* SUPPLIED DATA:
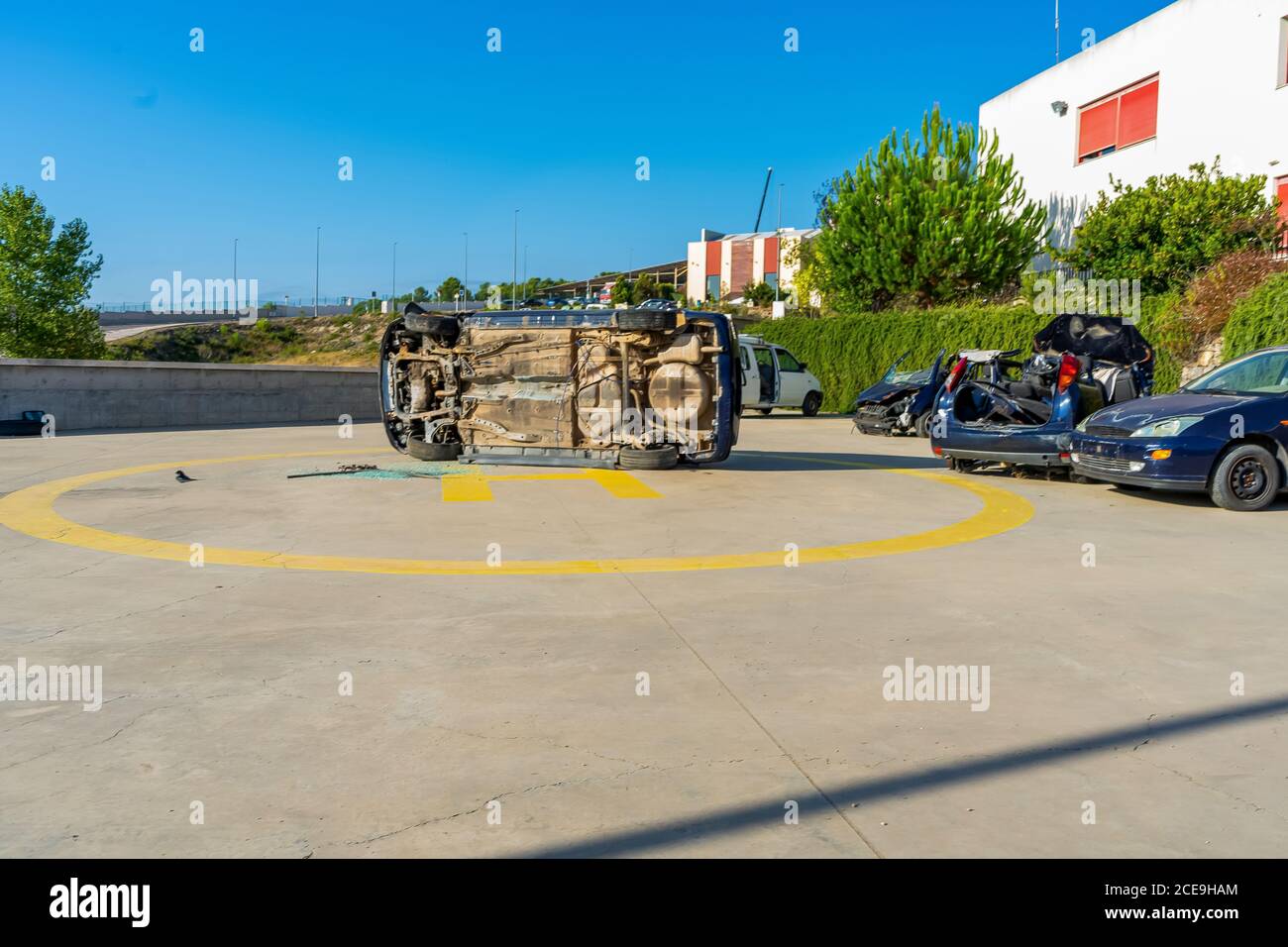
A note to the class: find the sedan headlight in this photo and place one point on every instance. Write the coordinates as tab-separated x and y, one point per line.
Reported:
1172	427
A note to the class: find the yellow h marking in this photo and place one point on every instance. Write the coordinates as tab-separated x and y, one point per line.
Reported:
477	487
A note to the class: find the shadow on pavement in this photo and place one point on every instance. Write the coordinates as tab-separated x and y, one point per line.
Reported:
771	810
802	460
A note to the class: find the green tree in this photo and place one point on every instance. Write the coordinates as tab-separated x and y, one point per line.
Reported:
449	289
44	283
1172	227
644	287
623	291
939	219
759	294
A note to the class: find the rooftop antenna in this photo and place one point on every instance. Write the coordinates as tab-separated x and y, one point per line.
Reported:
1057	31
768	175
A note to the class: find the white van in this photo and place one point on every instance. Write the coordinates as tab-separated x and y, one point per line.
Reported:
772	376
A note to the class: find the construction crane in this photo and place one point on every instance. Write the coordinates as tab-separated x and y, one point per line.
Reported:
768	175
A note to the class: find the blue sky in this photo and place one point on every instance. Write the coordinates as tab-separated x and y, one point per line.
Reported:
168	155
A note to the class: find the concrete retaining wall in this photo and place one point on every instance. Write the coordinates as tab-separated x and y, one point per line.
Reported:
174	394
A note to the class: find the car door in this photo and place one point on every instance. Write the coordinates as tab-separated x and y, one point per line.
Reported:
793	381
768	375
750	376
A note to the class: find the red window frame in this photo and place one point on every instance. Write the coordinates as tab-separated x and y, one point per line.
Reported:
1102	129
1282	192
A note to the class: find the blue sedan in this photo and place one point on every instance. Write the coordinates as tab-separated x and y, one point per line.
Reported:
1225	433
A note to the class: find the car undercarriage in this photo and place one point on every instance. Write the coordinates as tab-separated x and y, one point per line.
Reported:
548	388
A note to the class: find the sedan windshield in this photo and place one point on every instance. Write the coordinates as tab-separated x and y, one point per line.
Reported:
1265	372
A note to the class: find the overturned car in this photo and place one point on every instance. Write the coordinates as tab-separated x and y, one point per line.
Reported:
639	389
1080	365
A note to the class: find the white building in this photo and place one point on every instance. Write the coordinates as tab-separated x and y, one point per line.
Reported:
722	264
1198	78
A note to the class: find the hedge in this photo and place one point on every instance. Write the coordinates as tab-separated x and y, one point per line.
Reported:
1258	320
849	354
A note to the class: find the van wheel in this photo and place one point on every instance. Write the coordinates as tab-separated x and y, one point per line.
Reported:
420	450
660	458
443	329
1247	479
655	321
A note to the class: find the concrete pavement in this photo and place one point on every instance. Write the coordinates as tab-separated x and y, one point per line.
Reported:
362	712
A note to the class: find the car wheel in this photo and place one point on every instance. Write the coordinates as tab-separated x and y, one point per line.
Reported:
653	321
443	328
660	458
1247	479
420	450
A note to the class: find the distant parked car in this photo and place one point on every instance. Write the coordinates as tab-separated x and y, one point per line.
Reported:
1224	433
902	402
772	376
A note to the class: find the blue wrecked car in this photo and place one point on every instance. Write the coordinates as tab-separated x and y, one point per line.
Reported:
995	411
1225	434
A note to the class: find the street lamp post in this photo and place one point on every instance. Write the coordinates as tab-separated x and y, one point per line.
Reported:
317	269
778	245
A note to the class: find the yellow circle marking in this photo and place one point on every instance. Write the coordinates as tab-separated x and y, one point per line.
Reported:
31	512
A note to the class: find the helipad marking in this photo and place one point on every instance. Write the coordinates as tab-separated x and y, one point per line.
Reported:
31	512
473	487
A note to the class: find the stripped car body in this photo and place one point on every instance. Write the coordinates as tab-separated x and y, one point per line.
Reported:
546	386
1080	365
902	402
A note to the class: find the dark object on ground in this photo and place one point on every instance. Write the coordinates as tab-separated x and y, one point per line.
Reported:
30	424
344	470
661	458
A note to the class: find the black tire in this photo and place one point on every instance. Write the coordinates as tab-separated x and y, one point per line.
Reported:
661	458
1247	478
432	451
653	321
443	328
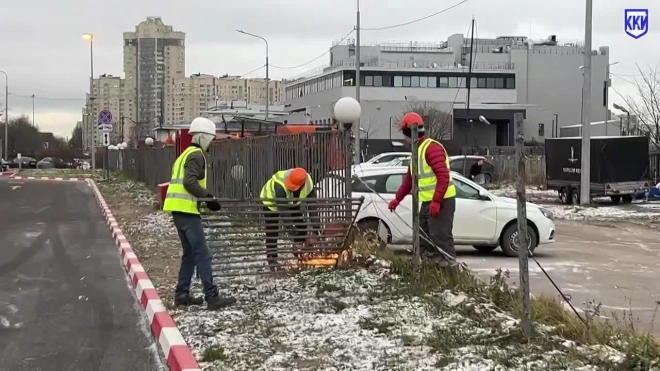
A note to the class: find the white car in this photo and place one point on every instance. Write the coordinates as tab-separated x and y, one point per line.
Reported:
482	219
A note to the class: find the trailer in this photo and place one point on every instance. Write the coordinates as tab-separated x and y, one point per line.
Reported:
619	167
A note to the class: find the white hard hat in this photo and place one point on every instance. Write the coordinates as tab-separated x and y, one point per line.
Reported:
202	125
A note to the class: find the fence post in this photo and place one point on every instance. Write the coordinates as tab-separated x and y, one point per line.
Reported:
523	267
414	157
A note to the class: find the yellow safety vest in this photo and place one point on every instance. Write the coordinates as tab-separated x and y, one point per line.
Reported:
427	179
178	198
268	191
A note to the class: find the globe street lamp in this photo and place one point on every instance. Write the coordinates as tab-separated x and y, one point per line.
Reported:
348	110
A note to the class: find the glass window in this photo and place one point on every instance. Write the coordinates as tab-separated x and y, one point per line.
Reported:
490	83
393	183
481	83
358	185
464	190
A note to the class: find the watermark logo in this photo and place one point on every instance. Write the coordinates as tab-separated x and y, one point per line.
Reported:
636	22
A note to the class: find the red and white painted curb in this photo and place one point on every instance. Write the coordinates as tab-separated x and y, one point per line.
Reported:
178	354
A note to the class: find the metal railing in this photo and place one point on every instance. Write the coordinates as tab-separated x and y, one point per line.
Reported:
246	238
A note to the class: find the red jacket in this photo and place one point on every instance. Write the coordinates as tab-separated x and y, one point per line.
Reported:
436	157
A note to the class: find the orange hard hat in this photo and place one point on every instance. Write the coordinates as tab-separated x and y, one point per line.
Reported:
295	179
411	119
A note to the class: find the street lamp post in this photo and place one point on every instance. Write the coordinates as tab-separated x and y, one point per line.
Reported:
347	111
6	115
267	68
92	124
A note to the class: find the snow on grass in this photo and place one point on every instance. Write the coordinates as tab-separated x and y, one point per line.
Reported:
357	320
636	211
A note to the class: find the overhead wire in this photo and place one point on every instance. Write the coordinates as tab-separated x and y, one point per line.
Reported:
414	20
317	58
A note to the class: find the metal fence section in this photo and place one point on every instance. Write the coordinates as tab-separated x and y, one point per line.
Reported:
239	168
246	238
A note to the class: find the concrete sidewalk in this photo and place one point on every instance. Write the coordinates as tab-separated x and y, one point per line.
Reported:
65	303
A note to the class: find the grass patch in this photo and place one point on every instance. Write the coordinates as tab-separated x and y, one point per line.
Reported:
641	349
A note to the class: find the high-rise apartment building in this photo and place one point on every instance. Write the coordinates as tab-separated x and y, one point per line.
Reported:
153	55
190	96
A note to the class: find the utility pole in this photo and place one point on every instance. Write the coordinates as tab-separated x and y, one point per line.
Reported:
585	170
356	124
523	266
91	120
468	84
414	172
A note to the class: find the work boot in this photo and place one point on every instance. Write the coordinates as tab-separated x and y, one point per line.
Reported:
188	300
217	302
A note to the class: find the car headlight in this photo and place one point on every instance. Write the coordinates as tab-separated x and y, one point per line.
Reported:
546	213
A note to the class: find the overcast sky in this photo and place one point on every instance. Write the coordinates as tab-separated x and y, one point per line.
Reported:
42	50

* EXERCISE DETAILS: Copy out every line above, word for word, minus images.

* WRITTEN ANSWER:
A note to the class: find the sedan headlight in this photo and place one point on every instance. Write the coordinates as tab-separated x and y, one point per line.
Reported:
1172	427
A note to the class: find the yellow h marking in this photo and place one point on every instance. Write the coordinates as tab-separated x and y, one point per line.
Reported:
477	487
A note to the class: find the shadow on pavement in this photo and place one point on every instance. Write the coordinates as tab-separated x and y, one point per line.
Reported:
771	810
802	460
A note to the class: find the green tree in this photo and place one point on every instance. Write the coordinates as tab-separated x and y, one point per line.
Reported:
449	289
44	283
1172	227
644	287
623	291
939	219
759	294
A note to the class: find the rooftop antenna in this photo and place one point on every instance. Write the coordinates as tab-separated x and y, one point per line.
Reported:
1057	31
768	175
A note to the class: find the white van in this photo and place one point on every instance. Write the coordinates as tab-separated x and y, one point per line.
Reported:
772	376
A note to the class: find the construction crane in this photo and place one point on every instance. Write the coordinates as tab-separated x and y, one point per line.
Reported:
768	175
A note to the class: find the blue sky in this photo and place one point on every instance. Write the coordinates as tab-separated x and y, one point per line.
Reported:
168	155
A note to the class: find the concrete retaining wall in this photo and place one point on every instance. Write the coordinates as tab-separated x and y, one point per line.
Reported:
174	394
A note to the class: find the car door in this photo and place one point on every instance. Write the coordinates as tab-separated x and y, one point per line.
Reported:
793	381
768	375
750	376
A note to the class: find the red window frame in this photo and place one point on every instance. Write the coordinates as tab-separated x and y, one point per line.
Reported:
1102	129
1282	192
A note to the class: find the blue sedan in this photo and place one point on every instance. Write the coordinates as tab-separated x and y, one point per line.
Reported:
1225	433
A note to the class: find the car undercarriage in this photo and place one point on every instance. Write the coordinates as tab-separated x and y, one point per line.
Reported:
548	388
A note to the class: find the sedan windshield in this photo and place one point on every instance. Write the coordinates as tab-separated x and y, one point per line.
Reported:
1265	372
A note to the class: find the overturned car in this photo and place one point on every instance. Write the coordinates as tab-separated x and y, one point per line.
Reported:
639	389
1080	365
A note to the class: find the white building in this photo and place one point on every instance. Write the coordinates as tab-separated x and y, one point per line.
Reported:
722	264
1198	78
A note to the class: find the hedge in this photo and place one point on every instance. Write the coordinates as tab-separated x and y, one point per line.
Reported:
1258	320
849	354
A note to the class: find the van wheel in this photo and place one point on every instance. Write the coordinates as tab-separated x and y, one point per line.
Reported:
420	450
660	458
443	329
1247	479
655	321
A note to the class: find the concrete pavement in this photo and place one point on every instance. Write the coordinates as tab-separated x and y, one point per line.
Reported:
362	712
A note to the class: find the car wheel in this photo and place one point on every instance. Write the coordinates as tab-separated x and y, one point per line.
Reported:
653	321
443	328
660	458
1247	479
420	450
A note to the class: find the distant parked car in this photo and place one point on every instance. Write the coordinates as tab-separated x and y, one point per line.
Reported:
1224	433
902	402
772	376
A note to the class: find the blue wrecked car in this photo and place one point on every instance. Write the coordinates as tab-separated x and y, one point per line.
Reported:
995	411
1225	434
A note to the class: find the street lamp post in this photo and place one point on every instance. Write the coordinates as tab-separated x and y, one point per line.
Reported:
317	269
778	245
A note to the class: find the yellow circle marking in this photo and place one point on every instance. Write the coordinates as tab-separated x and y, one point per line.
Reported:
31	512
A note to the class: find the helipad marking in this photo and place one point on every instance. Write the coordinates as tab-separated x and y, one point per line.
Reported:
31	512
473	487
A note to the class: find the stripped car body in this photo and place one point on every instance. Write the coordinates as tab-separated x and y, one point per line.
Reported:
546	386
1080	365
902	402
A note to the class: find the dark object on ground in this photo and place one point on every instance. Write the coordinates as tab-separated x and y, one point per line.
Reported:
30	424
344	470
661	458
A note to the class: find the black tire in this photo and place one point on every instance. Write the coordinates as tab-separated x and y, one point per line.
Reported:
661	458
1247	478
432	451
653	321
443	328
A note to the class: find the white car in this photo and place one point on every instance. Write the coordinates as tab-separated x and y, one point per line.
Reported:
482	219
A note to the class: find the trailer in this photo and place one point on every instance. Write the coordinates as tab-separated x and y, one point per line.
Reported:
619	167
A note to the class: find the white hard hat in this photo and place one point on every instance. Write the coordinates as tab-separated x and y, one point per line.
Reported:
202	125
A note to the class: find the fence post in this photo and place one point on every instance. Write the coordinates as tab-separated x and y, one point per line.
Reported:
523	267
414	157
A note to the class: find the yellow safety vest in this photo and place one point on every instance. Write the coordinates as tab-separated x and y, one point per line.
Reported:
427	179
178	198
268	191
A note to the class: find the globe street lamp in this photo and place one point on every instance. Write the coordinates as tab-separated x and y, one point per line.
Reported:
348	110
A note to the class: find the glass window in this photo and place one point on every instance. Write the coordinates as tab-separated x and y, one point per line.
Reported:
490	83
393	183
481	83
358	185
464	190
A note to the class: find the watermark logo in this photo and place one point on every instance. Write the coordinates as tab-separated x and y, one point per line.
Reported:
636	22
A note to the class: find the red and white painted curb in this photo and place one point on every instance. Write the coordinates as tab-separated x and y, one point per line.
Reported:
178	354
A note to the class: find the metal railing in this photo and place one point on every instance. Write the coordinates as tab-separated x and y, one point per line.
Reported:
246	238
A note to the class: find the red jacket in this photo and place one point on every instance. Write the coordinates as tab-separated x and y, one point per line.
Reported:
436	157
A note to the class: find the orange hard hat in this photo and place one point on every instance. Write the coordinates as tab-separated x and y, one point per line.
Reported:
295	179
411	119
A note to the class: find the street lamp post in this photo and place one point on every instance. Write the coordinates as tab-separated x and y, one point per line.
Reported:
347	111
6	115
267	68
92	124
A note to the class: find the snow on grass in this photo and place one point on every instance. Write the coordinates as tab-separated x and y, one point per line.
Reported:
357	320
636	211
A note to the class: find the overhead wire in this photo and place one point on every instance. Write the coordinates as tab-separated x and y, one point per line.
Reported:
414	20
317	58
A note to the class: find the metal fence section in this photo and place one point on every instance. Write the coordinates as tab-separated x and y, one point per line.
Reported:
239	168
246	238
A note to the class: find the concrete sidewalk in this photo and place one point on every instance. Write the coordinates as tab-separated x and y, one point per line.
Reported:
65	303
A note to the class: find the grass patch in this photo and place one point on every instance. Write the coordinates as tab-separated x and y, one point per line.
Reported:
641	349
A note to the class: find the high-rise apartment building in this photo and place one point on every instance. Write the coordinates as tab-separated x and y, one point per line.
Reported:
153	55
190	96
A note to the class: find the utility pole in this photo and place one point on every instance. Write the coordinates as tab-separated x and y, one point per line.
Reported:
585	170
356	124
523	266
91	120
468	84
414	172
A note to the class: find the work boot in this photo and place one point on every instance. Write the coordinates as tab-separated x and y, one point per line.
Reported:
188	300
217	302
A note to the class: find the car headlight in this photo and place one point on every instance. Write the coordinates as tab-separated x and y, one point per line.
Reported:
546	213
A note to the class: find the overcast sky in this photo and place one point on every instance. Write the coordinates as tab-separated x and y, one point per line.
Reported:
42	50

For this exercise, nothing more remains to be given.